GIVEN TASK
Each entry below is to be printed verbatim.

MATERIAL FOR THIS EXERCISE
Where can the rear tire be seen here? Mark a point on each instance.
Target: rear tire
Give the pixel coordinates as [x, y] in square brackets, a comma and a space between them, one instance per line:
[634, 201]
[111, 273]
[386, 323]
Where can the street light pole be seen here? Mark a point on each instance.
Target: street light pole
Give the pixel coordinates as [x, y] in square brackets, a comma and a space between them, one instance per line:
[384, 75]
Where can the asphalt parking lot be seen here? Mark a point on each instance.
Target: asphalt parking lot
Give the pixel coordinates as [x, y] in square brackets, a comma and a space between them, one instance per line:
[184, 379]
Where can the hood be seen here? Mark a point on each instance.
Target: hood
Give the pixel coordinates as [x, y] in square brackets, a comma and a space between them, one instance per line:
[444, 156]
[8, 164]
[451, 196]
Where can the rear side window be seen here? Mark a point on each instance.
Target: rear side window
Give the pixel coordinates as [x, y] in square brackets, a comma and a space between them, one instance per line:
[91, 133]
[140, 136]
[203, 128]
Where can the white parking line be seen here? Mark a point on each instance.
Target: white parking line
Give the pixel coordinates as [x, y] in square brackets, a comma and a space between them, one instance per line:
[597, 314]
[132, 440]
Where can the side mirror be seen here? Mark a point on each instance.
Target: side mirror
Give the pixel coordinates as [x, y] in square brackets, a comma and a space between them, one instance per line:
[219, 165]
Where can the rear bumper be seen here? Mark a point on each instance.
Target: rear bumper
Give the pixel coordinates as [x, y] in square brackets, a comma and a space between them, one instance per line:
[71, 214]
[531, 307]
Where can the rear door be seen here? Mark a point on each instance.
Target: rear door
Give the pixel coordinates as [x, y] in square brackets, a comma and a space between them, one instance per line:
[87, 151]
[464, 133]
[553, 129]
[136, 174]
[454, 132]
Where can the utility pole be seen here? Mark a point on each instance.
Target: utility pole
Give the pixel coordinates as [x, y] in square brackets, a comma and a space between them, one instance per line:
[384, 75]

RESPONSE
Where can the rear tire be seen here? Mark a point on each instance.
Target: rear tire
Give the pixel coordinates as [x, y] in square brackets, a comma and a space between them, one instance per line:
[634, 201]
[111, 273]
[386, 323]
Where can the street light pole be seen here? Mark a point on each instance.
Target: street light pole
Give the pixel coordinates as [x, y] in square brackets, a comma and a space between them, one instance per line:
[384, 75]
Where can the asphalt parking lot be seen here? Mark a point on each instance.
Target: asphalt parking lot
Give the pixel coordinates as [x, y] in square brackets, a comma and a space between them, one instance per line:
[184, 379]
Where can the hood be seen here? Mark a point on each instance.
Target: hood
Give the pixel coordinates as [x, y] in square brackets, a comma and a space between them, one instance per line:
[444, 156]
[8, 164]
[451, 196]
Where can the rear side window be seen here? Mark a point on each instance.
Target: rear side window
Give the pixel coordinates as [x, y] in square brackets, a comma and a space between them, one instance per line:
[91, 133]
[140, 136]
[203, 128]
Where can the white parking line be seen here? Mark a point on each instance.
Target: white parking line
Give the pixel coordinates as [x, y] in square brackets, a comma and a space between them, one instance per line:
[597, 314]
[132, 440]
Where can the side mirror be seen here? Mark a point on each instance.
Target: side mirror
Give the pixel coordinates as [x, y] in square brackets, a comma and a space between them, one instance per line:
[219, 165]
Where can the rear bumper be seen here? Mark a point on each instance.
Target: rear bumper
Give the pixel coordinates as [x, y] in square brackets, a comma and a space between them, one instance per line:
[71, 214]
[531, 307]
Where can the rear door be seen here? Mark a point on each instance.
Target: rear door
Give the pixel coordinates as [x, y] in square brackets, a comma and a space between them, one instance per line:
[87, 151]
[464, 133]
[553, 129]
[136, 174]
[454, 132]
Where can the utility pole be seen here? Mark a point on each instance.
Target: utility pole
Give the pixel coordinates as [x, y] in square brackets, a comma and a space between them, one instance per line:
[384, 75]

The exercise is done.